* [Required task] Write out, exactly as they appear, only the lines running from the line with "to the pile" to the final line of the listing; include both.

********

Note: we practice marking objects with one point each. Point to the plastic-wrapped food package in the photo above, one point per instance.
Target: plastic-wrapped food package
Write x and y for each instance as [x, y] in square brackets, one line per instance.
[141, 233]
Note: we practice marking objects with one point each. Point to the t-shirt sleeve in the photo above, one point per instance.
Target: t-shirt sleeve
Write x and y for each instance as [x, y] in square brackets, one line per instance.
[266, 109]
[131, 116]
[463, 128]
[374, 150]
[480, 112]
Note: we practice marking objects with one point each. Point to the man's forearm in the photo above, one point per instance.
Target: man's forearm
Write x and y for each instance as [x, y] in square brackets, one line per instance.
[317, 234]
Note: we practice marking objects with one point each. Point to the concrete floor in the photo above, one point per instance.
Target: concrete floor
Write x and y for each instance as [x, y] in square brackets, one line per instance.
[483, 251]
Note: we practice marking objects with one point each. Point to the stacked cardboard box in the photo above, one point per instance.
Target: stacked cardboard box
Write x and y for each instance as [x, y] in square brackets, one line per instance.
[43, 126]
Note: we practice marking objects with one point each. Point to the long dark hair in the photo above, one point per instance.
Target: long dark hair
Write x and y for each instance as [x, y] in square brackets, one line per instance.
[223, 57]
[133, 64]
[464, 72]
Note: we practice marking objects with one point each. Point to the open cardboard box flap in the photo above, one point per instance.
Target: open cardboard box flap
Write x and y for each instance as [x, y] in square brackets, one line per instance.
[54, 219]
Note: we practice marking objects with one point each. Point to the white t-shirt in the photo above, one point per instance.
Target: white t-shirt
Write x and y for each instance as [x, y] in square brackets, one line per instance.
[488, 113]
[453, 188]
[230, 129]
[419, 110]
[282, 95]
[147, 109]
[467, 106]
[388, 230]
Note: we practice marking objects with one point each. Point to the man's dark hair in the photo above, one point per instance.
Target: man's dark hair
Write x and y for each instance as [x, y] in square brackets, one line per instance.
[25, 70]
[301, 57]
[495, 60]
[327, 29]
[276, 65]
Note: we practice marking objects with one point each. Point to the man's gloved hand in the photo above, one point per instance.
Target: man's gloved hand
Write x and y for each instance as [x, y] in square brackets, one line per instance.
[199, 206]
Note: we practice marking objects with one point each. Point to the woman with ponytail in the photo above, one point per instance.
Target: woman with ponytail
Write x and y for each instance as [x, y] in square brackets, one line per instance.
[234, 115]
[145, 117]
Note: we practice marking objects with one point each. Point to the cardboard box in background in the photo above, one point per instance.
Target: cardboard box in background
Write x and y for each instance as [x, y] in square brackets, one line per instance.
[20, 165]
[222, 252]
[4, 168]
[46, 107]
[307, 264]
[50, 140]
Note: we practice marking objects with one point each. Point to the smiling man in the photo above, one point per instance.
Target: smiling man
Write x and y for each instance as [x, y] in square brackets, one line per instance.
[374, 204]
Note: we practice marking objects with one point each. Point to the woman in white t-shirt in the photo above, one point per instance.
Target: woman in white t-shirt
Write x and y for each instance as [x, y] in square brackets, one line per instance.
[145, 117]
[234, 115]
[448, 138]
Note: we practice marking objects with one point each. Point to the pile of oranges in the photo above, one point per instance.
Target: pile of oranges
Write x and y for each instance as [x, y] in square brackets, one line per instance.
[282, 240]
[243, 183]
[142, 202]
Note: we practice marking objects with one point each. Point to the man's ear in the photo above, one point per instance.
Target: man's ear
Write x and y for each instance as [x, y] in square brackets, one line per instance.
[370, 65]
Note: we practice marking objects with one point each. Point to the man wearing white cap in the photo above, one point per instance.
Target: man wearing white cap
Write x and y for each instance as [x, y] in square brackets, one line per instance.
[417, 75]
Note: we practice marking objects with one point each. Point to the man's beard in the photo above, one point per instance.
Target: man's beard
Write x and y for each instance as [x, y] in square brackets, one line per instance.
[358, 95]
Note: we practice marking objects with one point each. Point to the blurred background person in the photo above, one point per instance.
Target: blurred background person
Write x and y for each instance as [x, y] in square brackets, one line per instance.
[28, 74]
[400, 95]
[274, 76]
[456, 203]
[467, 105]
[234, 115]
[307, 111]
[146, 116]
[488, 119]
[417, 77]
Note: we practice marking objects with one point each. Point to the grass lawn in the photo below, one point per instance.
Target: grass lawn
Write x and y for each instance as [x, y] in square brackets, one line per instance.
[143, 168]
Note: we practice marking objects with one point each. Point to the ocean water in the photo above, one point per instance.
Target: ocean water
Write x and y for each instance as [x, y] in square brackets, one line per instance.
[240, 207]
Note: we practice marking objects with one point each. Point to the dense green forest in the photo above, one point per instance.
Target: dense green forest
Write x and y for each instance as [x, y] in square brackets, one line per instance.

********

* [Task answer]
Note: we practice marking objects with one point each. Point to the pile of oranges in the photo above, one point per instance.
Target: pile of oranges
Write x and y for each instance as [x, y] in square brackets, one line per instance.
[282, 240]
[243, 183]
[142, 202]
Note: we practice marking objects with one point each. Point to the man's ear in the photo above, one point per instance.
Target: man's ear
Write x and y for each instance as [x, y] in square brackets, one line per instance.
[370, 65]
Note: we practice marking objects with one point each. Point to the man wearing white cap in the photo above, one point per instance.
Target: man wearing white cap
Write x and y for each instance as [x, y] in square brackets, one line per instance.
[417, 75]
Note: we practice marking objects with one point each. Point to the man's beard in the photo above, one point per instance.
Target: man's beard
Write x and y for each instance as [x, y] in square brackets, one line per instance.
[358, 95]
Note: we practice marking objects with one point each. Point to the blurred background person in the photo above, one point per instance.
Target: blurred background person
Write x and y for each instance as [x, y] in square brackets, one line per instance.
[28, 74]
[400, 95]
[274, 76]
[456, 203]
[467, 105]
[234, 115]
[307, 111]
[146, 116]
[488, 119]
[417, 77]
Note: we practice marking objects with one point each. Point to the grass lawn in the photo below, one point per instance.
Target: grass lawn
Write x and y for each instance as [x, y] in square brackets, one line per instance.
[143, 168]
Note: we practice marking objects with one point each. Point to the ocean water in the photo above, one point per instance.
Target: ocean water
Write x and y for each instance as [x, y] in square brackets, one line per instance.
[240, 207]
Note: we practice marking objects with one point each. Point to the dense green forest in the photo above, one point per instance.
Target: dense green forest
Write x and y for each instance as [x, y] in square brackets, one line per instance.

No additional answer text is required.